Image location labeling data
* START *
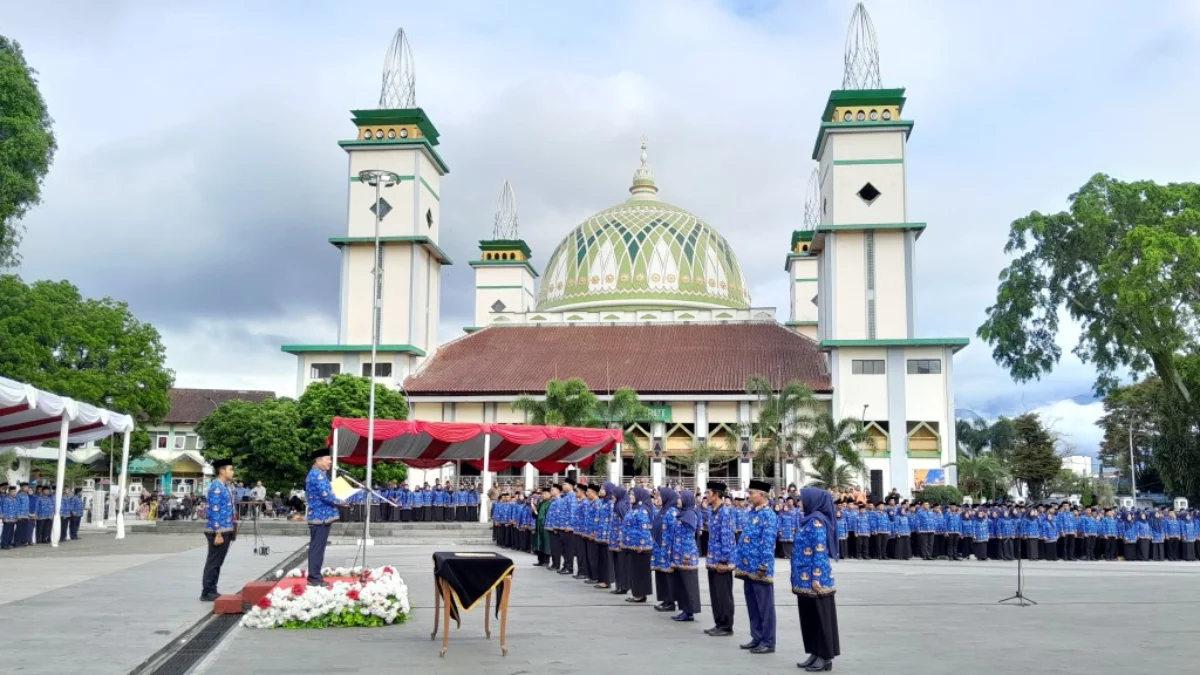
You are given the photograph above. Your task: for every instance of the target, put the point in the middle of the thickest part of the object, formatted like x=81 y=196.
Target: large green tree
x=27 y=145
x=1123 y=262
x=93 y=351
x=1033 y=460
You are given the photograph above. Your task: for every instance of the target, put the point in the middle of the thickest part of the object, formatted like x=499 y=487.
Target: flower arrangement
x=379 y=599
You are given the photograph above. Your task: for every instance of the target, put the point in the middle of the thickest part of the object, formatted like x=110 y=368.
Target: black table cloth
x=471 y=577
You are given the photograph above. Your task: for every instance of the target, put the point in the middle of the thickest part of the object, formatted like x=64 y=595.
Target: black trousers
x=819 y=626
x=318 y=537
x=639 y=563
x=687 y=590
x=213 y=563
x=663 y=587
x=720 y=596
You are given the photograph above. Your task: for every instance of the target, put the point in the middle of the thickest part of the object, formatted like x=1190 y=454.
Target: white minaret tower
x=504 y=278
x=396 y=137
x=864 y=245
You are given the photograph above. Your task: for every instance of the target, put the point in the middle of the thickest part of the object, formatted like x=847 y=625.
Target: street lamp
x=377 y=179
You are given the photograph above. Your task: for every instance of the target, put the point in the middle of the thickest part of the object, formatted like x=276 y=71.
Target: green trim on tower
x=399 y=142
x=841 y=97
x=438 y=254
x=342 y=348
x=827 y=126
x=505 y=245
x=852 y=162
x=397 y=115
x=505 y=263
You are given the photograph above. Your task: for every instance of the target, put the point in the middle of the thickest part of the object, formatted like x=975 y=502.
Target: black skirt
x=819 y=626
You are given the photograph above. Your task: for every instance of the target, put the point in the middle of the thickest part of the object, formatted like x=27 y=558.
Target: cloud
x=198 y=174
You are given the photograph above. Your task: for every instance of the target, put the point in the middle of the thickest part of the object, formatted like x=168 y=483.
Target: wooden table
x=442 y=603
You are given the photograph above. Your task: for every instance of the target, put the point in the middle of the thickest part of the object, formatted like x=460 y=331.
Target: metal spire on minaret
x=813 y=201
x=399 y=89
x=505 y=215
x=862 y=53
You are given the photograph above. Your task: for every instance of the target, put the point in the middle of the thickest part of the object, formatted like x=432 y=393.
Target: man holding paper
x=322 y=512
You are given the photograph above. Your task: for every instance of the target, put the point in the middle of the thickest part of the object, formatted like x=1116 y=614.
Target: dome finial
x=862 y=53
x=643 y=178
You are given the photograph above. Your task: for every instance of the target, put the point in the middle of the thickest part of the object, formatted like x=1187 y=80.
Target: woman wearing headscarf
x=636 y=543
x=685 y=559
x=660 y=557
x=816 y=547
x=616 y=557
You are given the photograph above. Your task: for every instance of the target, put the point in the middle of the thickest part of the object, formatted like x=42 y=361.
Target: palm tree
x=834 y=444
x=783 y=417
x=982 y=475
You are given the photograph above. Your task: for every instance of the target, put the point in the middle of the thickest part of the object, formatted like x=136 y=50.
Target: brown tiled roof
x=190 y=406
x=713 y=358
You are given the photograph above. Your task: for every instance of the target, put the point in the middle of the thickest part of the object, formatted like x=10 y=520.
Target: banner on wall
x=924 y=478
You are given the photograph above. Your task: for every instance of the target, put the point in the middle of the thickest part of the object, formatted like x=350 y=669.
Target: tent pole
x=121 y=488
x=57 y=526
x=487 y=477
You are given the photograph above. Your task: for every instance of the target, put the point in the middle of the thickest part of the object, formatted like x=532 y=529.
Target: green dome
x=643 y=252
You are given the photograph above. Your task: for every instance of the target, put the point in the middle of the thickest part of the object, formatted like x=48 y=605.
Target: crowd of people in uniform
x=640 y=542
x=28 y=514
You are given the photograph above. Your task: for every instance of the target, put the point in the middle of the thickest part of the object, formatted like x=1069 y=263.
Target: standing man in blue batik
x=322 y=513
x=219 y=526
x=756 y=568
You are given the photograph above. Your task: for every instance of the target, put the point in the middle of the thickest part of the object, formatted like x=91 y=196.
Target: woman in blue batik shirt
x=660 y=557
x=685 y=559
x=816 y=547
x=637 y=543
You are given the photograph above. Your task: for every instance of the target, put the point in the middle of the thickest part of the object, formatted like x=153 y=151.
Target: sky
x=198 y=175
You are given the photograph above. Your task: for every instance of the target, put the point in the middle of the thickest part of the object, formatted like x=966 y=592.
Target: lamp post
x=377 y=179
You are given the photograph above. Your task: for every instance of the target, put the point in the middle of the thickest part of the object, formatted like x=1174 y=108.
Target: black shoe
x=762 y=649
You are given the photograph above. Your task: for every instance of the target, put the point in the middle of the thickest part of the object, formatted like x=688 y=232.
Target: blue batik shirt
x=756 y=549
x=219 y=513
x=319 y=495
x=811 y=566
x=721 y=541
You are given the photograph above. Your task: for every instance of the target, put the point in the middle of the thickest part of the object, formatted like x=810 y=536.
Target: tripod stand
x=1021 y=599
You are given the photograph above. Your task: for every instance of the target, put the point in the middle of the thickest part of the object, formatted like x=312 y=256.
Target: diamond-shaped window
x=869 y=193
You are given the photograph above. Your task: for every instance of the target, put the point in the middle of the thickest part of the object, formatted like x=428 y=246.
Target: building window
x=382 y=370
x=924 y=366
x=324 y=370
x=867 y=366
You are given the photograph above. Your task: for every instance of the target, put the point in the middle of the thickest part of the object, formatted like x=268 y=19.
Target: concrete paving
x=895 y=617
x=103 y=607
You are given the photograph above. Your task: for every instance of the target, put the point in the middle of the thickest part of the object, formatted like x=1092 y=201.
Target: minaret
x=864 y=245
x=396 y=137
x=504 y=278
x=802 y=266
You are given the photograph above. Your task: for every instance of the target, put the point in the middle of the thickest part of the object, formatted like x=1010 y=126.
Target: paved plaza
x=897 y=617
x=105 y=607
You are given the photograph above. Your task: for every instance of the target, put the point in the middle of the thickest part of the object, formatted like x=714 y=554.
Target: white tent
x=29 y=417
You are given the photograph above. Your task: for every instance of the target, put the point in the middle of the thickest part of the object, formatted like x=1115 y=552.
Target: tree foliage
x=27 y=145
x=1033 y=460
x=93 y=351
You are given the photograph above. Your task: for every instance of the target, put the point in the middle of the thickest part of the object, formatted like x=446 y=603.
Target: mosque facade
x=649 y=296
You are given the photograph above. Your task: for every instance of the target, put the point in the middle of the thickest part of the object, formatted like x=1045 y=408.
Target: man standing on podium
x=322 y=512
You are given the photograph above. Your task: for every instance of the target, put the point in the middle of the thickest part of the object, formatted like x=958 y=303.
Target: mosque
x=649 y=296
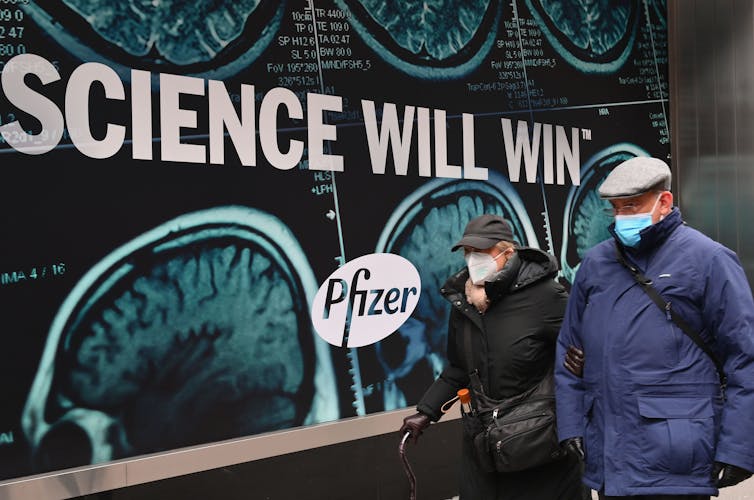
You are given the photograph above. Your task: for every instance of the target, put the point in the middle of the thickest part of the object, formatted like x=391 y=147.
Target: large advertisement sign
x=226 y=218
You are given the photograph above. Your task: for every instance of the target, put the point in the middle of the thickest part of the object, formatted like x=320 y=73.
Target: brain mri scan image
x=211 y=38
x=196 y=331
x=592 y=36
x=435 y=40
x=587 y=216
x=422 y=229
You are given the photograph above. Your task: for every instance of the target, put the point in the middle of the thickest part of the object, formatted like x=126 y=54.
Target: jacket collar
x=654 y=235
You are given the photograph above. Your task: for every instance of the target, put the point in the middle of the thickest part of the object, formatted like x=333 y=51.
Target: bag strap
x=646 y=285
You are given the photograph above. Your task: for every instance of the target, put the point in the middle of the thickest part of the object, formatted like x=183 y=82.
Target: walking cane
x=407 y=467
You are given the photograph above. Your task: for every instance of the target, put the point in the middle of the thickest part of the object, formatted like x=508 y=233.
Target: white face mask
x=481 y=265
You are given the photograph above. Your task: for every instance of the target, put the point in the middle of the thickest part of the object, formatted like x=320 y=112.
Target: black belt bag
x=515 y=433
x=518 y=432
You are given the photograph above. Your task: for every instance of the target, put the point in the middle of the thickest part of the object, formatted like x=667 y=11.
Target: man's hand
x=574 y=361
x=727 y=475
x=415 y=424
x=574 y=447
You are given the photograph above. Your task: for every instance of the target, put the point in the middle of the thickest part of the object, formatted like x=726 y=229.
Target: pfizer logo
x=366 y=299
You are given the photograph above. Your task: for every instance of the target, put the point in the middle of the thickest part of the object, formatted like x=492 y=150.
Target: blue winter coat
x=649 y=405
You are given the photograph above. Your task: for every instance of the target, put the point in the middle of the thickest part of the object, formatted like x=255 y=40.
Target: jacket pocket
x=592 y=439
x=677 y=434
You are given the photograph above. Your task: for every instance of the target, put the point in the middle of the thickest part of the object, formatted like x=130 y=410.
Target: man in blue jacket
x=649 y=410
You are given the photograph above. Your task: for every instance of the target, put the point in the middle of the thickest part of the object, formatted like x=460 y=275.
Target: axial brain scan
x=431 y=39
x=221 y=37
x=592 y=36
x=195 y=332
x=422 y=229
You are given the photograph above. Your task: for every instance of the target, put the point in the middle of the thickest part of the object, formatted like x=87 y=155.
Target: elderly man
x=663 y=316
x=506 y=313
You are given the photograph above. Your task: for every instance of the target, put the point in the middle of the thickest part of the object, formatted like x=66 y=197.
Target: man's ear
x=666 y=202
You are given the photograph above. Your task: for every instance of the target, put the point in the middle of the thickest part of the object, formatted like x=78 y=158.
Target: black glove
x=731 y=474
x=574 y=447
x=574 y=360
x=415 y=424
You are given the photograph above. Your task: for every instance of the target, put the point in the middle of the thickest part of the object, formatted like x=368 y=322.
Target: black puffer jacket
x=514 y=341
x=514 y=346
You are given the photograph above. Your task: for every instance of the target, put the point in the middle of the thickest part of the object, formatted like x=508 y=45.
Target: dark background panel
x=365 y=469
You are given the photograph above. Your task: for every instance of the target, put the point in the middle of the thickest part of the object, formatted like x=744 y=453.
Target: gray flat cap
x=484 y=231
x=636 y=176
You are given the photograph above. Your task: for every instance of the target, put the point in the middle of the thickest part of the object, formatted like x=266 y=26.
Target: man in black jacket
x=509 y=303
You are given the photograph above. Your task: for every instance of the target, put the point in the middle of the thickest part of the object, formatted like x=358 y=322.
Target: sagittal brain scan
x=216 y=38
x=592 y=36
x=437 y=39
x=587 y=216
x=201 y=320
x=422 y=229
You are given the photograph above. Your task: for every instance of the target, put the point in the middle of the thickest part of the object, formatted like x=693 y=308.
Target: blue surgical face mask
x=628 y=227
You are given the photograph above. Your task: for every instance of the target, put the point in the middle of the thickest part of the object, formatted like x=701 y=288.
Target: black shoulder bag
x=646 y=285
x=514 y=433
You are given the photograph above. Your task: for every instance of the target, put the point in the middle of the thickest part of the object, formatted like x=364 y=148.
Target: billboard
x=223 y=219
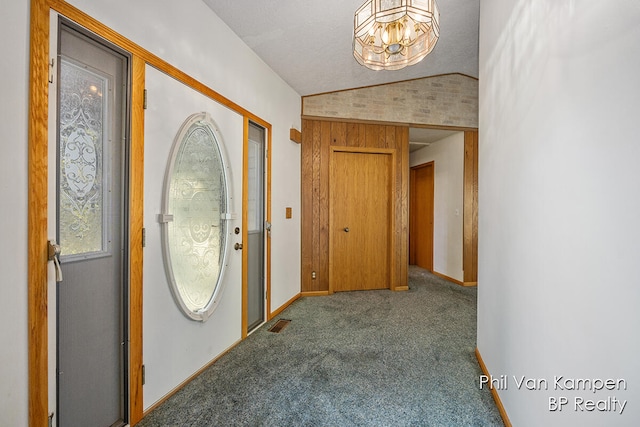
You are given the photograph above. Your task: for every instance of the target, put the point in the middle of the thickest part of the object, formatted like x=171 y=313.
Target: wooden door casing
x=360 y=219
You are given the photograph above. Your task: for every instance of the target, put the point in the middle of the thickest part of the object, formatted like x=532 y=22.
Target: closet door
x=361 y=197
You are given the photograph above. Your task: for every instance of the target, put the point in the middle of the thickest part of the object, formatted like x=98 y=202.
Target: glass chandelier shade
x=392 y=34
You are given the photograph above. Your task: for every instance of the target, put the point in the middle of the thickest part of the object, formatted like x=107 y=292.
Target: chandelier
x=391 y=34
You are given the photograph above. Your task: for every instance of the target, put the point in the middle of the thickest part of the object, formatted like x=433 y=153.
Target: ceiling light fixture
x=391 y=34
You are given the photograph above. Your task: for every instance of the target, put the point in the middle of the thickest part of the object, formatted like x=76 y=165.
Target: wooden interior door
x=421 y=222
x=360 y=192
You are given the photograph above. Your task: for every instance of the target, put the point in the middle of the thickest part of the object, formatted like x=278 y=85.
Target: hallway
x=353 y=358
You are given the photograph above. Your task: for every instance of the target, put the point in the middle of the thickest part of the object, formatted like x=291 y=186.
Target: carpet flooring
x=373 y=358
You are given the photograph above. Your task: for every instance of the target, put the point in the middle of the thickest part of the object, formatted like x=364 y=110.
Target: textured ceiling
x=309 y=43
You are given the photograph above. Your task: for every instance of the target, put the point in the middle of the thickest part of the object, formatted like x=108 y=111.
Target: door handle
x=54 y=254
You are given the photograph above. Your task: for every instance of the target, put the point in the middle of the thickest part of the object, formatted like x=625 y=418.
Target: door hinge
x=52 y=70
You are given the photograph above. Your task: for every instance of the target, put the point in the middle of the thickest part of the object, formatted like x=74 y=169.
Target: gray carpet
x=374 y=358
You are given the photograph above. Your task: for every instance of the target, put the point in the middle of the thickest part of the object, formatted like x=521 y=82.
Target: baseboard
x=451 y=279
x=283 y=306
x=187 y=381
x=314 y=294
x=494 y=392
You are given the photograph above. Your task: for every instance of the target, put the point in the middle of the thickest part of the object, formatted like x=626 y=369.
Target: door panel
x=360 y=220
x=255 y=228
x=91 y=230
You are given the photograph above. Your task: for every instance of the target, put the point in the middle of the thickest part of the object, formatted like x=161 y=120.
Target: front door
x=255 y=228
x=91 y=230
x=360 y=220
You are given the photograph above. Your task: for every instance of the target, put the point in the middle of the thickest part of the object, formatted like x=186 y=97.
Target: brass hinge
x=52 y=70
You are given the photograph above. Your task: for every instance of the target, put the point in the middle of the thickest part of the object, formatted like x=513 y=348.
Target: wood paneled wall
x=318 y=136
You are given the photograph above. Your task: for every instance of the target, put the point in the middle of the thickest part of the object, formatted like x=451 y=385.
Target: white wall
x=188 y=35
x=14 y=70
x=559 y=237
x=448 y=157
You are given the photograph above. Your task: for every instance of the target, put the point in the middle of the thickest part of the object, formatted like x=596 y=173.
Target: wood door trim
x=245 y=233
x=136 y=224
x=392 y=228
x=470 y=208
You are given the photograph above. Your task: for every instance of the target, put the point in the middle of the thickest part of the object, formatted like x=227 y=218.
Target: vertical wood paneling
x=315 y=167
x=470 y=208
x=306 y=204
x=323 y=218
x=402 y=258
x=37 y=216
x=318 y=136
x=136 y=218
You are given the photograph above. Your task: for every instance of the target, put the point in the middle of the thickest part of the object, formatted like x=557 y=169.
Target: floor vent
x=279 y=325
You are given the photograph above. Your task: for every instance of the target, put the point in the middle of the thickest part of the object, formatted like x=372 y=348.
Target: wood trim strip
x=37 y=214
x=268 y=214
x=450 y=279
x=376 y=122
x=470 y=207
x=494 y=392
x=321 y=198
x=188 y=380
x=314 y=294
x=306 y=217
x=136 y=218
x=245 y=233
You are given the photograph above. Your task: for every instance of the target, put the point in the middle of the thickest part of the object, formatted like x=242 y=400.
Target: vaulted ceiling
x=309 y=43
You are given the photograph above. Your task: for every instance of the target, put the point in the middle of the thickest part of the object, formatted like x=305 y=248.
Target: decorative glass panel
x=82 y=143
x=194 y=220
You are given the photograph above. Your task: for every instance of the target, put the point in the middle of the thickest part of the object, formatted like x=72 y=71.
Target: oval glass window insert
x=194 y=227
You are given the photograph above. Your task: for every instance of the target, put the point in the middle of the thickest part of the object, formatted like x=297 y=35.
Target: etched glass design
x=83 y=105
x=196 y=234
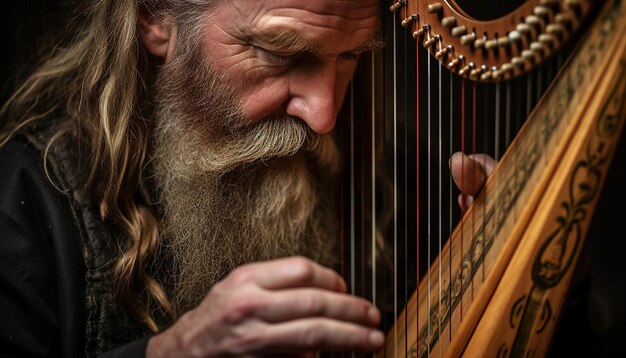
* END *
Copy the data again, starting at the very beginning of the data and ending at the line that contains "x=379 y=599", with both ends included and the requests kept in. Add 103 to every number in the point coordinates given as answers, and leave the pictures out.

## [Response for this exercise]
You are given the photograph above. Your task: for every instance of the target, put the point in the middle of the thickest part of the object, formatted like x=81 y=196.
Target: large green tree
x=130 y=248
x=1226 y=365
x=196 y=454
x=1136 y=563
You are given the photograph above. Your task: for every instance of the target, put the point in the middle of the thickest part of the object, formatted like x=499 y=487.
Target: flower arrangement
x=482 y=702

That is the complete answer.